Given exercise 1 -> Please output, word for word, the section of the nuclear weapons essay that opens with the words containing "The Nuclear Threat" and closes with "a sporting event.".

Extract provided ->

━━━

The Nuclear Threat Initiative: A "New Way"?
Since February 2021, I have been posting on Substack weekly entries on nuclear weapon matters—history, technology, and “secrets”—in You Might Want to Know. To see the titles of other entries that might be of interest, see the Archive.
T]he unleashed power of the atom has changed everything save our modes of thinking and thus we drift toward unparalleled catastrophe. Albert Einstein, 1946
Have you seen that powerful made-for-television movie The Day After that depicted a nuclear attack on us and the aftermath? The movie came out in November 1983 and at the time was watched by more than a million of us in the United States, which was some kind of record. More of us watched it than had watched anything on TV before that wasn’t a sporting event.
If you haven’t watched it, you can click the title above and do it now.
Among those who watched The Day After was our president at the time, Ronald Reagan. President Reagan liked movies and watched them a lot. I think watching The Day After in 1983 may well have been what brought him from being someone who in 1981, soon after he took office, had ordered the Pentagon to develop plans for a “limited” nuclear conflict that we would “win” to someone who two years later would join the Soviet leader Mikhail Gorbachev at a summit meeting in Geneva in declaring “A nuclear war cannot be won and must never be fought.”
Unfortunately, watching The Day After was not an experience that allowed him to team up with Mikhail Gorbachev in October 1986 when Gorbachev proposed at their summit in Reykjavik, Iceland that they commit themselves to eliminating nuclear weapons. And do it in the next ten years. President Reagan had instead listened to his scientific and political advisors who believed we should rely on developing a technologically sophisticated and hugely expensive anti-missile system that would render nuclear weapons and their delivery systems “impotent and obsolete.” President Reagan had not listened to the scientists who, like Hans Bethe, had said that trying to develop a system of this kind would be fool’s errand.

━━━

Entries provided ->
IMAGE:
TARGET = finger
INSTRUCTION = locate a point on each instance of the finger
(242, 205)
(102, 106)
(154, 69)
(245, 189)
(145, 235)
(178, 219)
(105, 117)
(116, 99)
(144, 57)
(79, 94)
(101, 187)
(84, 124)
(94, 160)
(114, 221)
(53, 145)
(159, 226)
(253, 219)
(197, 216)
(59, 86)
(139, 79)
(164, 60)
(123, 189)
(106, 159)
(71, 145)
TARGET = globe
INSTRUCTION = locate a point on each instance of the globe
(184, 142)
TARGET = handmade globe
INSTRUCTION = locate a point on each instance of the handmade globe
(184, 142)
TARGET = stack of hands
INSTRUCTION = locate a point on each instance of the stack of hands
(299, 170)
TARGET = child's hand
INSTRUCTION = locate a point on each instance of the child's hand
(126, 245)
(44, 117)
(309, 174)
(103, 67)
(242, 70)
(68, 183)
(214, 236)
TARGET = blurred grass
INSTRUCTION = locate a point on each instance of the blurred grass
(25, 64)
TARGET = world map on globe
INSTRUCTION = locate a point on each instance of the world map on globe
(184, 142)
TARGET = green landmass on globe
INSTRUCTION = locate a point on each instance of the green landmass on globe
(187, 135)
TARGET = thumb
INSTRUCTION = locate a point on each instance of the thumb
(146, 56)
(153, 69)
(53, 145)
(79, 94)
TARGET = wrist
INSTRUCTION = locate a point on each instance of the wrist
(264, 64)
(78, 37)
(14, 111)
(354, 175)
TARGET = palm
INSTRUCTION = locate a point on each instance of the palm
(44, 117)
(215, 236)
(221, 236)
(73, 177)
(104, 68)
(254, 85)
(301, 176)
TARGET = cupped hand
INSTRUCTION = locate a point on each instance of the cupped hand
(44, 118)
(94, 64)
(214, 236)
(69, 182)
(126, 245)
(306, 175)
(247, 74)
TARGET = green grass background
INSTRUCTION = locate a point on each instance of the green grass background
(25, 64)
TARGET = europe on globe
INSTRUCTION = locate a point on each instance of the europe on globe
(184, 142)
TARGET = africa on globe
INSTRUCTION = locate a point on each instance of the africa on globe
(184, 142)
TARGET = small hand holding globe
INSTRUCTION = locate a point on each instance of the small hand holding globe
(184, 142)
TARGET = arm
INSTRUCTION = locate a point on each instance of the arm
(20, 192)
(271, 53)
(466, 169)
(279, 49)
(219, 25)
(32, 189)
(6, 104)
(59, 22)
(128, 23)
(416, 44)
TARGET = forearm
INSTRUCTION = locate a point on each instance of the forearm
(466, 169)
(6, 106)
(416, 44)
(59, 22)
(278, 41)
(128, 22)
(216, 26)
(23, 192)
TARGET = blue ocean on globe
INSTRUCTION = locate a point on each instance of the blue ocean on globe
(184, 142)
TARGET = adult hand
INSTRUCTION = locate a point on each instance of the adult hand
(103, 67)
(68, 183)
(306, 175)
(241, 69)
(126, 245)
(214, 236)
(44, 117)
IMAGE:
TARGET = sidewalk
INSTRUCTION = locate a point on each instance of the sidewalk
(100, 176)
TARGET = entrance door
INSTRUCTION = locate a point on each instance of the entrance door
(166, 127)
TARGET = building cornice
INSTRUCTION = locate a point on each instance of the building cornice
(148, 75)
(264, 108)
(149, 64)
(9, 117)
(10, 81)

━━━

Given exercise 2 -> Return verbatim the part of the listing that opens with the line containing "TARGET = adult hand" and closes with the listing's final line, both included.

Full response 1 ->
The Nuclear Threat Initiative: A "New Way"?
Since February 2021, I have been posting on Substack weekly entries on nuclear weapon matters—history, technology, and “secrets”—in You Might Want to Know. To see the titles of other entries that might be of interest, see the Archive.
T]he unleashed power of the atom has changed everything save our modes of thinking and thus we drift toward unparalleled catastrophe. Albert Einstein, 1946
Have you seen that powerful made-for-television movie The Day After that depicted a nuclear attack on us and the aftermath? The movie came out in November 1983 and at the time was watched by more than a million of us in the United States, which was some kind of record. More of us watched it than had watched anything on TV before that wasn’t a sporting event.

Full response 2 ->
TARGET = adult hand
INSTRUCTION = locate a point on each instance of the adult hand
(103, 67)
(68, 183)
(306, 175)
(241, 69)
(126, 245)
(214, 236)
(44, 117)
IMAGE:
TARGET = sidewalk
INSTRUCTION = locate a point on each instance of the sidewalk
(100, 176)
TARGET = entrance door
INSTRUCTION = locate a point on each instance of the entrance door
(166, 127)
TARGET = building cornice
INSTRUCTION = locate a point on each instance of the building cornice
(148, 75)
(264, 108)
(149, 64)
(9, 117)
(10, 81)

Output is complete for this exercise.